**Given problem:**
Copy the data exactly; pictures stay out of the copy.
--- Start ---
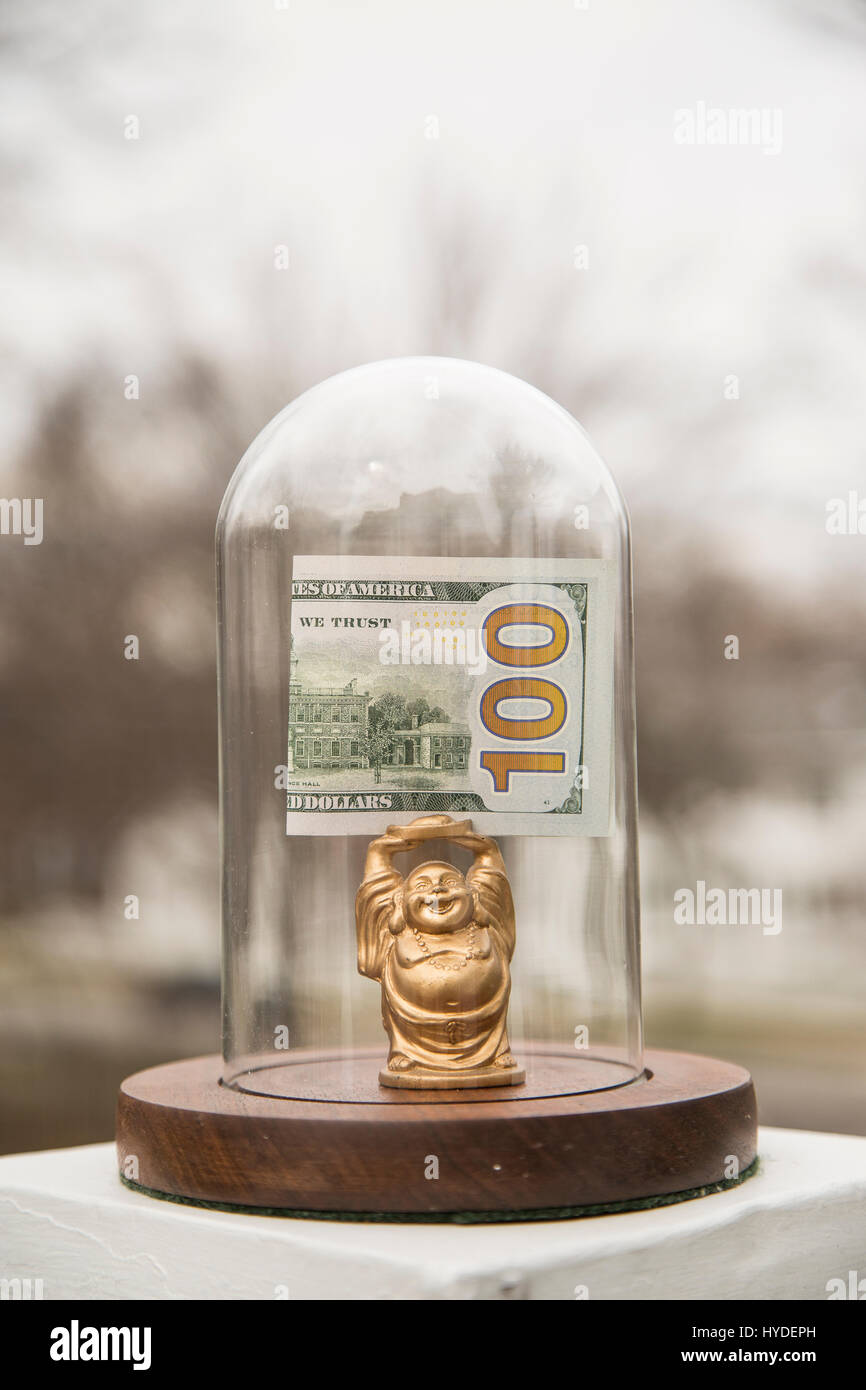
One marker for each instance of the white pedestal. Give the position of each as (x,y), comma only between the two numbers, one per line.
(67,1221)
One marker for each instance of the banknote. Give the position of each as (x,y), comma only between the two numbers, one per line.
(480,688)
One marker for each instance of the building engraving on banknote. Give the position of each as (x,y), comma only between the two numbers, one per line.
(441,685)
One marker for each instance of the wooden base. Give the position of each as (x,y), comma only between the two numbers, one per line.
(688,1122)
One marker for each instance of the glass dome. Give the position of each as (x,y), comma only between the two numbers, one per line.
(424,606)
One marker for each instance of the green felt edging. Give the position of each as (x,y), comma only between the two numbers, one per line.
(458,1218)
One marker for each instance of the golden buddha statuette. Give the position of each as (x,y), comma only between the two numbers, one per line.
(441,945)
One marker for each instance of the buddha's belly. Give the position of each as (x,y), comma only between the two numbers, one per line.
(449,991)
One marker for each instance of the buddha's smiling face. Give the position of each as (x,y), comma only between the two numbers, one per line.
(437,898)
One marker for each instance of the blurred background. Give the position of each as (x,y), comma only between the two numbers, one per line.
(210,207)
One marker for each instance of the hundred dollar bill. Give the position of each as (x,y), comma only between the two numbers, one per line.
(480,688)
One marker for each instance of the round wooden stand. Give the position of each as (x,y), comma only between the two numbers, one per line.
(688,1122)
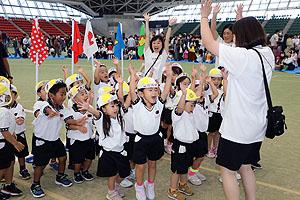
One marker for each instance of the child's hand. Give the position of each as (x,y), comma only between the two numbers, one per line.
(79,69)
(207,78)
(19,146)
(217,9)
(168,69)
(115,60)
(82,129)
(20,120)
(64,68)
(172,21)
(52,114)
(147,16)
(203,68)
(119,79)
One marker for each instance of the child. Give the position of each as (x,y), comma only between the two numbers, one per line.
(7,141)
(148,145)
(20,116)
(185,145)
(215,118)
(82,148)
(156,50)
(113,162)
(46,141)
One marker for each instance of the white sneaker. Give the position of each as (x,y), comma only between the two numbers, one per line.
(126,183)
(114,196)
(132,175)
(201,176)
(149,190)
(193,179)
(140,192)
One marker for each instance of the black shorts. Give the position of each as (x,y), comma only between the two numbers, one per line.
(112,163)
(181,158)
(81,150)
(6,154)
(128,146)
(147,147)
(22,138)
(233,155)
(214,122)
(166,116)
(46,151)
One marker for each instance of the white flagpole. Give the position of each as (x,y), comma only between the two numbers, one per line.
(72,46)
(122,60)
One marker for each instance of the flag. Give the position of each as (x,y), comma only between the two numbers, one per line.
(37,44)
(142,41)
(89,44)
(77,44)
(119,43)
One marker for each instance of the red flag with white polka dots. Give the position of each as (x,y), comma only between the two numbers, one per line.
(37,44)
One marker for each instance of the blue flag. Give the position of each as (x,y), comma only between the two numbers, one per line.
(119,43)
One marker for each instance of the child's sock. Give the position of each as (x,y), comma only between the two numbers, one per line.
(193,171)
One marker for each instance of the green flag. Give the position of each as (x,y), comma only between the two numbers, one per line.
(142,41)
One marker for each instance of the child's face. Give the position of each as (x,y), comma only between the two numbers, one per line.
(81,97)
(111,109)
(156,45)
(59,97)
(149,94)
(216,81)
(189,106)
(42,93)
(103,74)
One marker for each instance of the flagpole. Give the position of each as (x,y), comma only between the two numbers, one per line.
(72,46)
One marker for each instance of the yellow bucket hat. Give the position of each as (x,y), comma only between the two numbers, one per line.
(72,79)
(146,82)
(5,93)
(105,99)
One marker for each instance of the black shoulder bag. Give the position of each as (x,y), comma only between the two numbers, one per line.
(276,120)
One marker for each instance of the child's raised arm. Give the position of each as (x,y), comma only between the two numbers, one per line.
(85,76)
(168,83)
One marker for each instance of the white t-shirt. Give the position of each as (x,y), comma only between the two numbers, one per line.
(150,58)
(116,139)
(221,41)
(245,110)
(146,121)
(49,128)
(76,134)
(7,123)
(184,128)
(18,111)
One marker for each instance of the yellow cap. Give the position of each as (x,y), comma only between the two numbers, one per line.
(40,84)
(75,90)
(5,94)
(51,83)
(72,79)
(105,99)
(147,82)
(215,72)
(106,90)
(125,88)
(14,89)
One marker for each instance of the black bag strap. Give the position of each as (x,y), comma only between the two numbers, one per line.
(152,64)
(265,82)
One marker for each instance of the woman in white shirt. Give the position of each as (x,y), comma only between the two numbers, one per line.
(244,123)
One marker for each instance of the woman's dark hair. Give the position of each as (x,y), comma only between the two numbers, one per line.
(249,33)
(157,37)
(107,122)
(55,88)
(227,26)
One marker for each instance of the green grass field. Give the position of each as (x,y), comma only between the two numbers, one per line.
(279,178)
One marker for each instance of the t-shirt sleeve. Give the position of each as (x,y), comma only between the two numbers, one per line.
(233,59)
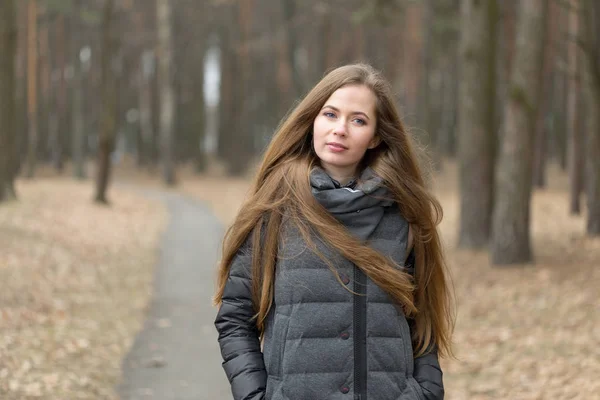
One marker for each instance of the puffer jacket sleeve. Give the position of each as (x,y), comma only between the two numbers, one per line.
(427,369)
(428,373)
(238,336)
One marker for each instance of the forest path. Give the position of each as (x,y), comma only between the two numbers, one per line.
(176,355)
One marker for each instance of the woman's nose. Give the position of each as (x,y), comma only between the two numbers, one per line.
(340,128)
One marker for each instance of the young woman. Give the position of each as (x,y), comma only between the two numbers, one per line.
(333,282)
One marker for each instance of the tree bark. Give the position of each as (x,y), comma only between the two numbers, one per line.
(289,13)
(145,105)
(109,103)
(32,59)
(8,50)
(591,22)
(510,224)
(167,96)
(542,131)
(78,134)
(575,131)
(476,123)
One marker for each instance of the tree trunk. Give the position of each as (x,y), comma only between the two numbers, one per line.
(413,18)
(591,22)
(289,12)
(575,131)
(146,135)
(476,123)
(78,134)
(57,138)
(545,109)
(8,50)
(510,227)
(32,59)
(167,97)
(109,102)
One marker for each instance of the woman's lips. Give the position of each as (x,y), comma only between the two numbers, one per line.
(336,147)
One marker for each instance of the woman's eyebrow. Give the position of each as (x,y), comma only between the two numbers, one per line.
(353,112)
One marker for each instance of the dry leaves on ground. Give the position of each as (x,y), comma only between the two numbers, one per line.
(76,278)
(526,332)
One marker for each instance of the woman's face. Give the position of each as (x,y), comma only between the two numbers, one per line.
(344,130)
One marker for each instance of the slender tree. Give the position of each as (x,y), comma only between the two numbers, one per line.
(510,225)
(8,50)
(108,122)
(32,60)
(476,121)
(167,97)
(78,134)
(591,42)
(575,131)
--- End ---
**The solution:**
One marker for each instance of the white pedestal. Give the position of each as (x,y), comma only between the two numbers, one per line.
(67,1221)
One marker for each instance of the banknote. Give the position of each as (x,y), comma only between the two numbers, one per line.
(480,688)
One marker for each instance of the building engraving on banknote. Give the position of each as (x,y), comma only between the two numbers, one per line.
(441,685)
One marker for each instance of the wooden base. Give the position of each as (x,y), comma only between the two numbers, one per line.
(688,1122)
One marker for each instance of the glass dome. Give the position of each as (x,y), comma only between the two numbers, one per line.
(424,606)
One marker for each instance of the green felt edging. Give the position of each as (x,y), comma only between the two numbers, one per line.
(458,1218)
One marker for each instance of the golden buddha statuette. Give the position of each as (x,y), comma only between the two numbers, one per line.
(441,945)
One marker for each instance of the buddha's belly. Give the position of each as (x,y), comma only between the two numbers, one per line.
(449,991)
One marker for each instance of the buddha's smiling face. Give the position of each as (x,y), comma only between the two numbers, one per line.
(437,898)
One marker for each instance of the blurred background. Give the position of each as (x,y), comma only between the two numbers, one per line.
(210,207)
One marker for each instance of the hundred dollar bill. Give the position of each as (x,y), comma only between the two numbers, one per line.
(480,688)
One marker for each instance of the round wooden stand. Give the position of each as (x,y), comma only between the two numbers, one per line.
(688,1122)
One marker for each instance of the child's hand. Give the position of each as (x,y), comma only between the two numbers, one per line.
(79,69)
(207,78)
(19,146)
(217,9)
(168,69)
(115,60)
(82,129)
(20,120)
(64,68)
(172,21)
(52,114)
(147,16)
(203,68)
(119,79)
One marker for each instance of the child. Give the position of each as (x,y), comma only between the two numbers, one per line.
(7,141)
(148,145)
(20,116)
(185,145)
(215,118)
(82,148)
(156,50)
(113,162)
(46,141)
One marker for each instance of the white sneaker. Give the position of each as (x,y), comma only between the two numbers, one per line.
(126,183)
(114,196)
(132,175)
(201,176)
(149,190)
(193,179)
(140,192)
One marker for each instance of the black shorts. Give the position of each as (x,y), comma only between the two numbers, one per line.
(112,163)
(181,158)
(81,150)
(6,154)
(128,146)
(147,147)
(22,138)
(233,155)
(214,122)
(166,116)
(46,151)
One marker for each instance of the white flagpole. Give the position of each as (x,y), comma only between the two numbers, one per line.
(72,46)
(122,60)
One marker for each instance of the flag. Give the position of each as (x,y), comma only between the two numbers, one per line.
(37,44)
(142,41)
(89,44)
(77,44)
(119,43)
One marker for each instance of the red flag with white polka dots. Give the position of each as (x,y), comma only between the two numbers, one per line.
(37,44)
One marker for each instance of the blue flag. Give the position of each as (x,y), comma only between the two numbers, one per line.
(119,43)
One marker for each instance of the child's sock. Give the position of each as (x,y), comma only between the two numbers, one per line.
(193,171)
One marker for each instance of the green flag. Give the position of each as (x,y), comma only between the two numbers, one per line.
(142,41)
One marker for each instance of the child's face. Give the position of each as (x,y), comma only between the two numbers, one per line.
(81,97)
(111,109)
(156,45)
(59,97)
(149,94)
(216,81)
(189,106)
(42,93)
(103,74)
One marker for each instance of the flagpole. Give the position of each as (x,y), comma only between the two numbers, one per line.
(72,46)
One marker for each instance of the yellow bucket hat. Give the position of each as (x,y), comma only between the two numbers, one per line.
(72,79)
(146,82)
(5,93)
(105,99)
One marker for each instance of the black shoulder bag. Give the position of each as (x,y), comma only between the two numbers, one per line.
(276,120)
One marker for each instance of the child's raised arm. Give the position of each as (x,y), comma only between the two numbers, one per line.
(85,76)
(168,83)
One marker for each instance of the white t-shirt. Give the position of each as (x,y), comma only between the two numbers, one per line.
(150,58)
(116,139)
(221,41)
(245,110)
(146,121)
(49,128)
(76,134)
(7,123)
(184,128)
(18,111)
One marker for each instance of the yellow cap. Give the position of each as (x,y), comma only between the two numbers, one per line.
(40,84)
(75,90)
(5,94)
(51,83)
(72,79)
(105,99)
(147,82)
(215,72)
(106,90)
(125,88)
(14,89)
One marker for each instance of the black bag strap. Give the position of each as (x,y), comma only between the two numbers, one per line.
(152,64)
(265,82)
One marker for each instance of the woman in white shirt. Give the position of each as (x,y), comma only between the two numbers, one per line.
(244,123)
One marker for each instance of the woman's dark hair. Give the position of each as (x,y), comma only between the two numbers, one per line.
(249,33)
(157,37)
(107,122)
(55,88)
(227,26)
One marker for each instance of the green grass field. Give the position of each as (x,y), comma only between the two numbers, one per line.
(279,178)
One marker for each instance of the t-shirt sleeve. Give the position of each as (x,y), comma only between the two numbers, one per line.
(233,59)
One marker for each instance of the puffer jacket sleeve. Give the position of each as (x,y), comma only between the two numbers, one per line.
(427,369)
(428,373)
(238,336)
One marker for each instance of the forest path. Give the position of each as (x,y), comma only between the two numbers, one per line.
(176,355)
One marker for each instance of the woman's nose. Give the position of each as (x,y), comma only between the two numbers, one per line.
(340,128)
One marker for each instance of the young woman. Give the position of each as (x,y), comma only between the two numbers, one per line.
(333,282)
One marker for each instance of the tree bark. Give the position of each as (x,y), comma only between the two numbers, one per line.
(289,13)
(145,105)
(109,103)
(32,59)
(8,50)
(591,22)
(510,224)
(167,96)
(542,131)
(78,134)
(575,131)
(476,123)
One marker for each instance of the tree trunk. Give the position of each as (x,y), comma only between the two numbers, one per line.
(413,18)
(591,22)
(289,12)
(575,131)
(146,135)
(476,123)
(78,134)
(57,138)
(545,109)
(8,50)
(510,227)
(32,59)
(167,97)
(109,102)
One marker for each instance of the woman's lips. Give the position of each as (x,y), comma only between the two numbers, one per line.
(336,147)
One marker for each instance of the woman's eyebrow. Give the position of each as (x,y), comma only between the two numbers, one per line.
(353,112)
One marker for each instance of the dry leaves on ground. Give the position of each as (x,y), comma only between the two numbers, one per line.
(76,278)
(526,332)
One marker for each instance of the woman's face. Give the position of each as (x,y), comma only between the two numbers, one per line.
(344,130)
One marker for each instance of the slender tree. Give the position of each as (x,y), comma only between the two numbers, one per line.
(510,225)
(8,50)
(108,122)
(32,60)
(476,121)
(167,97)
(78,134)
(591,42)
(575,131)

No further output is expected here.